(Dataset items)
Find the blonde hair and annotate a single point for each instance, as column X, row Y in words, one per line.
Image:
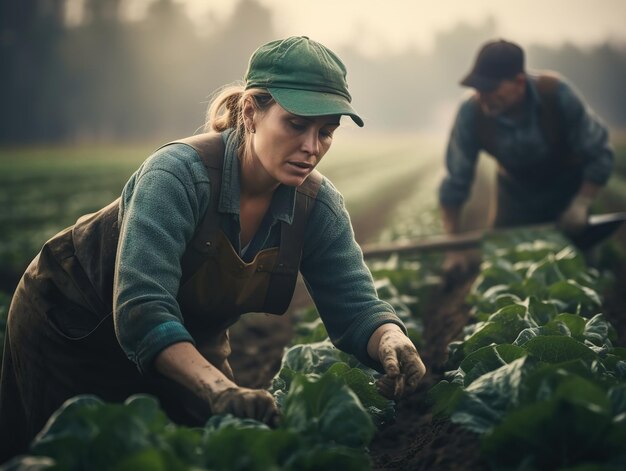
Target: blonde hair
column 226, row 108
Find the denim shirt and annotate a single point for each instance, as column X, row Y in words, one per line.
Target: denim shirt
column 161, row 206
column 586, row 137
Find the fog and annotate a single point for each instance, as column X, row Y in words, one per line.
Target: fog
column 95, row 70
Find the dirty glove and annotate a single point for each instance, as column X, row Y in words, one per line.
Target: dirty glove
column 255, row 404
column 403, row 365
column 574, row 218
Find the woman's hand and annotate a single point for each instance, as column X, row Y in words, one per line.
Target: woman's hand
column 403, row 366
column 255, row 404
column 183, row 363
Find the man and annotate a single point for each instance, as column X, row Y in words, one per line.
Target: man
column 553, row 153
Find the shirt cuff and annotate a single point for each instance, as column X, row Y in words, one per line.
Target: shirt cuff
column 159, row 338
column 360, row 335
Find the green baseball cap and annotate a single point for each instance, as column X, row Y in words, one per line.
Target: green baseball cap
column 303, row 76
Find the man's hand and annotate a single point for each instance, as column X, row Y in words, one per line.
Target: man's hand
column 574, row 219
column 403, row 366
column 255, row 404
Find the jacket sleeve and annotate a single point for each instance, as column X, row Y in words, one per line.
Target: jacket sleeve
column 461, row 158
column 587, row 136
column 338, row 280
column 159, row 213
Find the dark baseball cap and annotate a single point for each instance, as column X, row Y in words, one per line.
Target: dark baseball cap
column 496, row 61
column 303, row 76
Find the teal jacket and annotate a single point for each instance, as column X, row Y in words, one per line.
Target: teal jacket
column 161, row 206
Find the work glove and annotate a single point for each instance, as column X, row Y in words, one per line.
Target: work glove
column 402, row 364
column 574, row 219
column 255, row 404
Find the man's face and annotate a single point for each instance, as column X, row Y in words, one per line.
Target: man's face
column 504, row 98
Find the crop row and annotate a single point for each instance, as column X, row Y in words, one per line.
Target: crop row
column 537, row 375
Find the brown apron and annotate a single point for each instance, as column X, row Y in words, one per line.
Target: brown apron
column 60, row 338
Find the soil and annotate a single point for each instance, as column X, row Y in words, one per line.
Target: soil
column 416, row 440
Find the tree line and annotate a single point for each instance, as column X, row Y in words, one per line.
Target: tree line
column 108, row 78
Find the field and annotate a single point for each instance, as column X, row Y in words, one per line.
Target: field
column 535, row 309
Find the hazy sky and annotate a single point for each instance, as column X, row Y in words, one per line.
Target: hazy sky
column 397, row 24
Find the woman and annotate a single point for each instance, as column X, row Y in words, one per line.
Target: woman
column 207, row 229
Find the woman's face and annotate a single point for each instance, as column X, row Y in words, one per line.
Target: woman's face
column 288, row 147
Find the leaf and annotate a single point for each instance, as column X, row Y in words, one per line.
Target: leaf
column 485, row 402
column 487, row 359
column 325, row 409
column 557, row 349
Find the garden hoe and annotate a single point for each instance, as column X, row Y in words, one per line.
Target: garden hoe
column 598, row 228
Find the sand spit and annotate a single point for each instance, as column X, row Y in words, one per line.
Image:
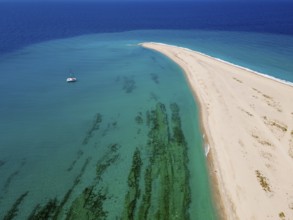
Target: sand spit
column 248, row 123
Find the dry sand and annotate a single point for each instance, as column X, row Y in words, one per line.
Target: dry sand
column 248, row 123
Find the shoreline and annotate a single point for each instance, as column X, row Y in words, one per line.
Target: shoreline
column 232, row 64
column 245, row 174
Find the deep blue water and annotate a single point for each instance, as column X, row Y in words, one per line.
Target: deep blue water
column 26, row 23
column 44, row 121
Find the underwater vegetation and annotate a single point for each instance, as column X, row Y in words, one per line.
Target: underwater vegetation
column 14, row 209
column 128, row 84
column 157, row 184
column 96, row 125
column 155, row 78
column 79, row 155
column 166, row 191
column 2, row 162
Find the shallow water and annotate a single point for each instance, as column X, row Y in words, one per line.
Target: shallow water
column 71, row 141
column 56, row 135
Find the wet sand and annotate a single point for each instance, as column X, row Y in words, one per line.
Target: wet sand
column 247, row 120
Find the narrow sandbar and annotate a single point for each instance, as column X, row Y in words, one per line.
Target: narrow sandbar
column 248, row 124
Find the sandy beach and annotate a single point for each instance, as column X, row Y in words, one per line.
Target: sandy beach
column 247, row 120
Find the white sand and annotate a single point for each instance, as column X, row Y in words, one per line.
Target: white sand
column 248, row 123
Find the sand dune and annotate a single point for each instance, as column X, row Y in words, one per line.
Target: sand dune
column 248, row 123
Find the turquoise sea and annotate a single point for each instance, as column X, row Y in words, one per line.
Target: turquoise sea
column 124, row 141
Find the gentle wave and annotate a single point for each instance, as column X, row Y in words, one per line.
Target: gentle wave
column 241, row 67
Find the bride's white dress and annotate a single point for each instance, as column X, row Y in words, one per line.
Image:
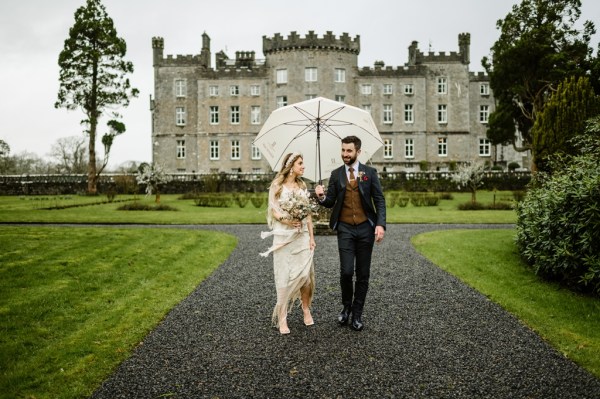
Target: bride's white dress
column 292, row 260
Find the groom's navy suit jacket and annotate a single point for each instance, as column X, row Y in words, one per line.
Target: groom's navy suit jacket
column 371, row 194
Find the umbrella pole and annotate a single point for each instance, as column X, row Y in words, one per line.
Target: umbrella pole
column 319, row 149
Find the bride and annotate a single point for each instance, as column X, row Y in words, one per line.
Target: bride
column 289, row 218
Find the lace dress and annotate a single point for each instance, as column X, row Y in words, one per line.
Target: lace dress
column 292, row 258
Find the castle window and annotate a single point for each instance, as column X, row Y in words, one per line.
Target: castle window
column 310, row 74
column 180, row 116
column 442, row 113
column 234, row 115
column 255, row 115
column 485, row 148
column 214, row 150
column 180, row 88
column 387, row 114
column 484, row 113
column 484, row 89
column 388, row 149
column 281, row 76
column 180, row 149
column 256, row 152
column 235, row 149
column 281, row 101
column 442, row 85
column 214, row 115
column 409, row 148
column 409, row 115
column 442, row 146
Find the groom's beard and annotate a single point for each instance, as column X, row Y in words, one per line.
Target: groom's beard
column 349, row 160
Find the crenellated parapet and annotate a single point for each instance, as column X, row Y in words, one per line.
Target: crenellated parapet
column 311, row 41
column 479, row 77
column 416, row 57
column 388, row 71
column 202, row 59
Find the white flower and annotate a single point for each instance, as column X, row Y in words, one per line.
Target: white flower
column 297, row 204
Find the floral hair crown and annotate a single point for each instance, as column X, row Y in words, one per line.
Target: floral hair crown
column 291, row 158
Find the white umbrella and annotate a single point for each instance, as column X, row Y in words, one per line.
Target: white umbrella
column 315, row 128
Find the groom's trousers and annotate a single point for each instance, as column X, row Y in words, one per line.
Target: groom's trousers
column 355, row 245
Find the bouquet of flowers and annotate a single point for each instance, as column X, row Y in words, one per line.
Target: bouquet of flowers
column 297, row 204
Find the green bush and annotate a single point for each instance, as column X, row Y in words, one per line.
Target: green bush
column 241, row 199
column 138, row 206
column 214, row 200
column 424, row 199
column 557, row 222
column 472, row 206
column 513, row 166
column 258, row 199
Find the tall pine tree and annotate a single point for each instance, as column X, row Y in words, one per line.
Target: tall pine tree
column 563, row 117
column 540, row 44
column 93, row 77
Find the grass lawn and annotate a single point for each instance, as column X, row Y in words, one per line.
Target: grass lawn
column 488, row 261
column 30, row 210
column 74, row 302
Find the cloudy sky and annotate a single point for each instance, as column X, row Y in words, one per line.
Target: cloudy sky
column 32, row 34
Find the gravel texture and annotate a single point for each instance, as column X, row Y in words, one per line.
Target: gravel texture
column 427, row 335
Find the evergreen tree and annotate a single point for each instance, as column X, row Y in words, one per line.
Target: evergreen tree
column 538, row 47
column 564, row 116
column 93, row 77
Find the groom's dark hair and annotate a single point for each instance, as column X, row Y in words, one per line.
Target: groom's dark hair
column 352, row 139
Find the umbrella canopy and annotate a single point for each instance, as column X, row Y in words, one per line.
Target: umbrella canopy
column 315, row 128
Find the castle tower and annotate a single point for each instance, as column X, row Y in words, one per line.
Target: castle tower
column 413, row 51
column 331, row 59
column 158, row 45
column 205, row 52
column 464, row 43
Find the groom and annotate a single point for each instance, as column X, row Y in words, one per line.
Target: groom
column 358, row 216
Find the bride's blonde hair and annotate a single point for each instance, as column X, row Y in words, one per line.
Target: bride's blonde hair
column 288, row 163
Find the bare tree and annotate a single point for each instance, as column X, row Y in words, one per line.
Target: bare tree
column 70, row 154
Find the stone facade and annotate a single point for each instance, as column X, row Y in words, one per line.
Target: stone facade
column 431, row 112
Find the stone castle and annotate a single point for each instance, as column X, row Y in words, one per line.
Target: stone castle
column 432, row 112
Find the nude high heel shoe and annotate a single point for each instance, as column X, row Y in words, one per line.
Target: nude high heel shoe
column 283, row 328
column 308, row 320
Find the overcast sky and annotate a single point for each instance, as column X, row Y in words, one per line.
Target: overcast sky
column 32, row 34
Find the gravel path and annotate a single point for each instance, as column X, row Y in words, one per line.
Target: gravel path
column 426, row 335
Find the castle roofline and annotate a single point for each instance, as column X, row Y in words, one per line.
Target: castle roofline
column 311, row 41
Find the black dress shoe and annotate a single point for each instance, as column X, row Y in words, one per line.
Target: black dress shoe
column 357, row 324
column 344, row 315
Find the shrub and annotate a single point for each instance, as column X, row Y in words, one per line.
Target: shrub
column 445, row 196
column 557, row 222
column 258, row 200
column 519, row 195
column 513, row 166
column 402, row 201
column 214, row 200
column 137, row 206
column 241, row 199
column 424, row 199
column 471, row 206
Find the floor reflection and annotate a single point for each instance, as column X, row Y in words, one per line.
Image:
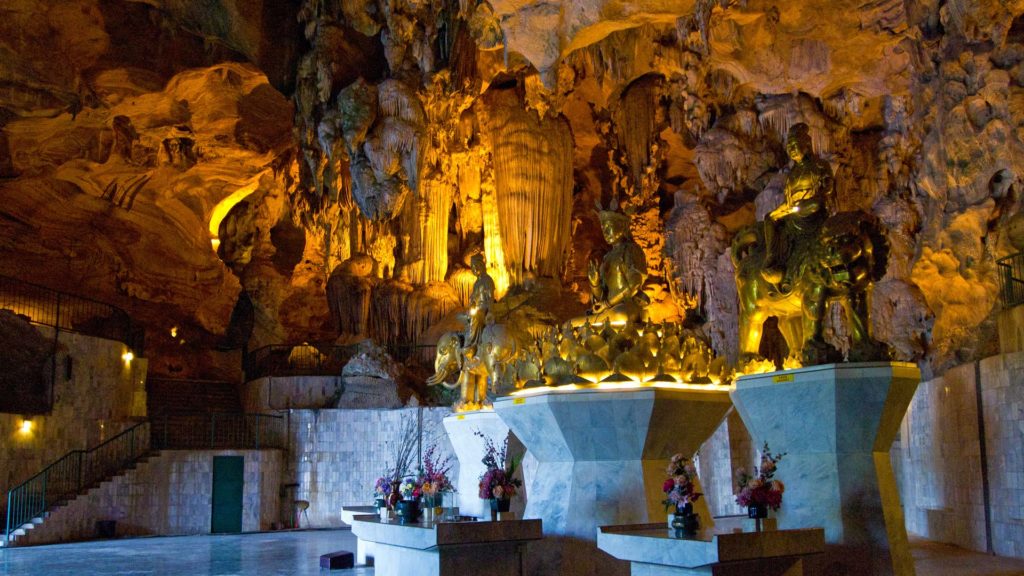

### Task directions
Could you return exactly the stretch of the data above that starts at the line with "Find the shoreline" and ends at the line with "Find the underwater", both lines included?

### Expected output
Find the shoreline and annotate a single point for each instance, as column X, row Y in words, one per line.
Target: shoreline
column 232, row 64
column 245, row 174
Find the deep blue water and annotate a single point for each instance, as column X, row Y in words, one per line.
Target: deep blue water
column 26, row 23
column 44, row 121
Find the underwater vegetation and annotate a single point for each instance, as column X, row Y in words, one per line.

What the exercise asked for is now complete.